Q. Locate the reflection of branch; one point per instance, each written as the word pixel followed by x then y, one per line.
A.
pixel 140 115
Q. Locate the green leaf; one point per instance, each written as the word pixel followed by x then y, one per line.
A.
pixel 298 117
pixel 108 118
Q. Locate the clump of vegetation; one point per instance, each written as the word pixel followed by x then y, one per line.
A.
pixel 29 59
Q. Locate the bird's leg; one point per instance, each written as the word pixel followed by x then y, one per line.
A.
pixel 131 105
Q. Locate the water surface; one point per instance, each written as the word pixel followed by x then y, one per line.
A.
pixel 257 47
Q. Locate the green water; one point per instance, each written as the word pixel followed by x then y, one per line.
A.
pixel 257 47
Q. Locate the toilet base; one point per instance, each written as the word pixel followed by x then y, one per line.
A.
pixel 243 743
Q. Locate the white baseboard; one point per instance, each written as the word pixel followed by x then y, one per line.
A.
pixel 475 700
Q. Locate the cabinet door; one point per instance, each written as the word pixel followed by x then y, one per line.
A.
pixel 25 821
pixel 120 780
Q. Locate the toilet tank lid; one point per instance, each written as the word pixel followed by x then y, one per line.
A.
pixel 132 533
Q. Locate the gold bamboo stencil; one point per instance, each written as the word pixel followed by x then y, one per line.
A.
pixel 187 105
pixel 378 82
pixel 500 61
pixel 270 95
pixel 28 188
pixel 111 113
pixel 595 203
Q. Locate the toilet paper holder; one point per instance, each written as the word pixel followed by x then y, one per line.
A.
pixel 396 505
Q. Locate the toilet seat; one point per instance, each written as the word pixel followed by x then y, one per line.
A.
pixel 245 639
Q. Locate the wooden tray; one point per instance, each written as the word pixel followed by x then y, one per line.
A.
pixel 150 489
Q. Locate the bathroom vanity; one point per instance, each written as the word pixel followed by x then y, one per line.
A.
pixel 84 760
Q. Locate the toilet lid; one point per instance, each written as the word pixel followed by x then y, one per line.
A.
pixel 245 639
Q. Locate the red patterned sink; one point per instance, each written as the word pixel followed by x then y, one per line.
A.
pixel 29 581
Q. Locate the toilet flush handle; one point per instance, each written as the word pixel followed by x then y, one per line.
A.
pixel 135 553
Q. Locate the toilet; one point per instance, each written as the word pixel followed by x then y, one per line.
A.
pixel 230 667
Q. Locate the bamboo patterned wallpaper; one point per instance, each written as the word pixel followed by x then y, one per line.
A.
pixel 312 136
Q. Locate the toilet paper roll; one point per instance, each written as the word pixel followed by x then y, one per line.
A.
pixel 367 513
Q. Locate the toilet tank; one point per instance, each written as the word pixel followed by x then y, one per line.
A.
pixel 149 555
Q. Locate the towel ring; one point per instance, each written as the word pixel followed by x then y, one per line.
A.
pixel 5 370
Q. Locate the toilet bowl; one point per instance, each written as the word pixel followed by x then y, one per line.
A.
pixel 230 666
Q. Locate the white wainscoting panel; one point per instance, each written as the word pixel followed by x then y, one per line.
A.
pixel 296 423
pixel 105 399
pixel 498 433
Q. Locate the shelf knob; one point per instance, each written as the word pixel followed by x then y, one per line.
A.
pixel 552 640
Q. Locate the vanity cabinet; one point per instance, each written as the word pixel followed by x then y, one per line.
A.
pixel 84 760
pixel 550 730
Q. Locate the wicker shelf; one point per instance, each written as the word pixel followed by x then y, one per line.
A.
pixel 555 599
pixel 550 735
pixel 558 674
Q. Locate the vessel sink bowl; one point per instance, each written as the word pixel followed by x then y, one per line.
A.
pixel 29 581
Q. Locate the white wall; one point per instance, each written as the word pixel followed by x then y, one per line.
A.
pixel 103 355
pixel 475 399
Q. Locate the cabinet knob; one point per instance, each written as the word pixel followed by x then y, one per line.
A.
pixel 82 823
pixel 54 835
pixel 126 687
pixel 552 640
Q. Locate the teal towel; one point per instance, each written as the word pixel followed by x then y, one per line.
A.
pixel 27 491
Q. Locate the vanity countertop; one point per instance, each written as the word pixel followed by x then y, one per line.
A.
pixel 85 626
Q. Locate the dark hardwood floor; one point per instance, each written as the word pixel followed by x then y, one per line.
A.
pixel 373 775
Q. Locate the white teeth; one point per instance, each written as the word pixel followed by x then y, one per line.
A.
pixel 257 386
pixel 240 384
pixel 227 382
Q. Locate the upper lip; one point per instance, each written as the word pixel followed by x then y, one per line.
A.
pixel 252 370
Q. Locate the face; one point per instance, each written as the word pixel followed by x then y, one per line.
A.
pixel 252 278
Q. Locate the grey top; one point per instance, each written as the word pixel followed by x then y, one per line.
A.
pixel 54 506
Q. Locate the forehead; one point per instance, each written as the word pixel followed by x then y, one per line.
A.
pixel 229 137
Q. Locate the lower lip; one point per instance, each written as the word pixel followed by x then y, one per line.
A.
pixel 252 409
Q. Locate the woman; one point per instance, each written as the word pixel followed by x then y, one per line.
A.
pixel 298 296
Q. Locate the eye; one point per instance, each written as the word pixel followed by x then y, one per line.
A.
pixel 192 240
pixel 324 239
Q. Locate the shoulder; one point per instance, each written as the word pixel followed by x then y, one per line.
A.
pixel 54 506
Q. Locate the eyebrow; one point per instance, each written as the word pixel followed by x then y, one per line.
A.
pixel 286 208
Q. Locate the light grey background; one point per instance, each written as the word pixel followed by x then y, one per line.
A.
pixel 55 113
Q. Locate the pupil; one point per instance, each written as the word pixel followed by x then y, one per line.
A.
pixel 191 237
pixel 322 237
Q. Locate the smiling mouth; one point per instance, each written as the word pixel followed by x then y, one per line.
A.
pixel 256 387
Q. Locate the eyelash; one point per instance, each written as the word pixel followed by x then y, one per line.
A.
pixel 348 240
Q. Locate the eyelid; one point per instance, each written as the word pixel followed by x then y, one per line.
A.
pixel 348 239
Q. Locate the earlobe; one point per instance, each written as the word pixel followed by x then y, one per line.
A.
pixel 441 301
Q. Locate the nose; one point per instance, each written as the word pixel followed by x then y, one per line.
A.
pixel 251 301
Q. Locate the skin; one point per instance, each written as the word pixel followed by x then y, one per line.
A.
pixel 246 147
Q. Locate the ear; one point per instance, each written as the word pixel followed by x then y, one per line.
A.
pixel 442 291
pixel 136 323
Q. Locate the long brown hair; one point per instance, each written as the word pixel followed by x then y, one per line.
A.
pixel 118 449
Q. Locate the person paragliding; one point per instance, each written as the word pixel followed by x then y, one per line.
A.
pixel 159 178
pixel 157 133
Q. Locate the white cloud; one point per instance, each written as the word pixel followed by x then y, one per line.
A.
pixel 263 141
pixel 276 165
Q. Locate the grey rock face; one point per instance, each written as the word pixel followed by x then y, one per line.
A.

----------

* **EXERCISE GOAL**
Set all the entries above down again exactly.

* **TASK ANSWER**
Q. Locate the reflection of branch; one point per instance, each written as the word pixel followed by x then y, one per line.
A.
pixel 140 115
Q. Locate the green leaf; one point per instance, each written as the word pixel followed by x then y, one per line.
A.
pixel 298 117
pixel 108 118
Q. Locate the clump of vegetation; one point per instance, each written as the word pixel followed by x then y, one per line.
A.
pixel 29 59
Q. Locate the bird's leg; one point per instance, each written as the word pixel followed by x then y, one per line.
A.
pixel 131 105
Q. Locate the water surface; one point per instance, each written as the word pixel followed by x then y, one per line.
A.
pixel 257 47
Q. Locate the green water; one point per instance, each written as the word pixel followed by x then y, one per line.
A.
pixel 257 47
Q. Locate the toilet base; one point per instance, each written as the word pixel followed by x then y, one per line.
A.
pixel 243 743
Q. Locate the white baseboard; one point per instance, each written as the word pixel followed by x then y, one per line.
A.
pixel 475 700
Q. Locate the cabinet door; one point per instance, each written as the word pixel followed by x then y, one per line.
A.
pixel 25 821
pixel 120 780
Q. Locate the toilet tank lid; one point per instance, each written as the word pixel followed by x then y, one per line.
A.
pixel 132 533
Q. Locate the gold bamboo stencil; one point per instance, each written as the word pixel followed by x then y, one per line.
A.
pixel 187 105
pixel 378 82
pixel 500 61
pixel 270 95
pixel 28 188
pixel 111 113
pixel 595 203
Q. Locate the toilet paper holder; one point per instance, each written as the word pixel followed by x then y, one per line.
A.
pixel 396 505
Q. Locate the toilet seat; one point per instance, each written as the word pixel followed by x then y, one per line.
A.
pixel 245 639
Q. Locate the wooden tray; one point per instance, each written as the word pixel followed by x then y, one per line.
A.
pixel 150 489
Q. Locate the bathroom vanity; one point per instance, each written as the word pixel followed by x then y, one per line.
A.
pixel 84 760
Q. Locate the toilet lid; one point per instance, each written as the word pixel followed by x then y, one per line.
A.
pixel 245 639
Q. Locate the red patterned sink; one point per instance, each written as the word pixel followed by x then y, one per line.
A.
pixel 29 581
Q. Locate the toilet flush handle; one point per instance, each written as the word pixel followed by x then y, one per line.
A.
pixel 135 553
Q. Locate the toilet; one point per instance, each written as the word pixel followed by x then y, one per line.
A.
pixel 230 667
Q. Locate the bamboo patterned wallpaper; one point per instance, each written as the word pixel followed by x then y, one per line.
A.
pixel 312 136
Q. Locate the toilet paper roll; one point per instance, each written as the word pixel followed by x then y, one per line.
A.
pixel 367 513
Q. Locate the toilet tank; one point per instance, each written as the word pixel followed by x then y, one per line.
A.
pixel 149 555
Q. Locate the towel ring; one point per instance, each written as the word pixel followed by x then y, one per line.
A.
pixel 5 370
Q. Locate the toilet bowl; one point per instance, each written as the word pixel followed by x then y, one per line.
A.
pixel 230 666
Q. Locate the white wainscoting panel; one point per instance, each written as the word pixel followed by x then y, one per line.
A.
pixel 296 423
pixel 105 399
pixel 498 433
Q. Locate the shelf knob; one point per instance, each written as the word pixel followed by x then y, one per line.
A.
pixel 552 640
Q. Locate the vanity cabinet; one point per instance, each written as the word pixel followed by x then y, one per line.
A.
pixel 84 760
pixel 550 730
Q. Locate the wicker shelf; one point per instance, each written as the word pixel followed by x then y, one per line.
A.
pixel 555 599
pixel 550 735
pixel 558 674
Q. Locate the vessel sink bowl; one point per instance, each written as the word pixel followed by x then y, one per line.
A.
pixel 29 581
Q. Locate the white wall; one point per instance, each written as the word pixel followed by x then y, one per line.
A.
pixel 103 355
pixel 475 399
Q. Locate the cabinet knob; one point per instance, each written as the word pixel followed by x then y, one per line.
A.
pixel 82 823
pixel 54 835
pixel 126 687
pixel 552 640
Q. Locate the teal towel; one point per instance, each written as the word pixel followed by x then y, one per line.
A.
pixel 27 491
Q. Locate the vanity countertop; one point per instance, each written as the word pixel followed by x then y, one per line.
A.
pixel 85 626
Q. Locate the dark hardwood floor; one point per instance, each written as the word pixel followed by x then y, one per line.
A.
pixel 373 775
Q. Locate the white teeth; one point per instance, each written as the word pixel followed by x then y, one per line.
A.
pixel 257 386
pixel 240 384
pixel 227 382
Q. Locate the upper lip; one point per instance, each written as the word pixel followed by x then y, one per line.
A.
pixel 252 370
Q. Locate the face; one point per instance, each written as the word pixel followed by x then y, one per line.
A.
pixel 252 278
Q. Locate the grey top; one point per instance, each written as the word pixel followed by x then y, one per line.
A.
pixel 54 506
Q. Locate the forehead; one point per instance, each written as the word pixel followed by x then y, one per line.
A.
pixel 229 137
Q. Locate the lower lip; one point per instance, each written as the word pixel followed by x then y, one per line.
A.
pixel 252 409
Q. Locate the woman; one point per instance, each written as the word pixel followed by x then y, one per line.
A.
pixel 298 296
Q. Locate the eye; one point per instance, each written as the word pixel followed by x then y, one per line.
A.
pixel 192 240
pixel 324 239
Q. Locate the shoulder; one point per instance, each written as the word pixel followed by x then y, one per line.
A.
pixel 54 506
Q. Locate the eyebrow; one point per instance, each written as the word pixel followed by x then y, one per line.
A.
pixel 286 208
Q. Locate the light grey background; one point per instance, each written as the word pixel followed by x then y, one per line.
A.
pixel 55 113
Q. Locate the pupil; one point per instance, each written as the word pixel followed by x then y, one per line.
A.
pixel 191 237
pixel 322 237
Q. Locate the smiling mouth; one point per instance, each written as the word pixel followed by x then y, one per line.
A.
pixel 256 387
Q. Locate the eyelash; one point per instance, each written as the word pixel followed by x then y, one per line.
A.
pixel 348 240
Q. Locate the eyelid; one point per instance, each written as the word pixel followed by x then y, one per line.
A.
pixel 348 239
Q. Locate the earlobe; one point per instance, each written as the word pixel followed by x then y, one per line.
A.
pixel 441 301
Q. Locate the nose; one point per instance, each written as the word pixel followed by x then y, one per line.
A.
pixel 251 301
Q. Locate the skin; one point per instance, each written as the word pixel followed by x then y, one per line.
A.
pixel 246 147
Q. Locate the ear; one point per instance, each written as the word pixel followed by x then y, one per line.
A.
pixel 442 291
pixel 136 323
Q. Locate the long brown hair; one point per instance, each written as the word pixel followed by x then y, one per line.
A.
pixel 118 449
Q. Locate the person paragliding; one point per instance, each written as the word pixel followed by x then y, one per line.
A.
pixel 159 178
pixel 157 133
Q. Locate the white cloud; one point per instance, each written as the word pixel followed by x then y, one per line.
A.
pixel 263 141
pixel 276 165
Q. Locate the grey rock face; one point per instance, each written as the word pixel followed by x then y, one per line.
A.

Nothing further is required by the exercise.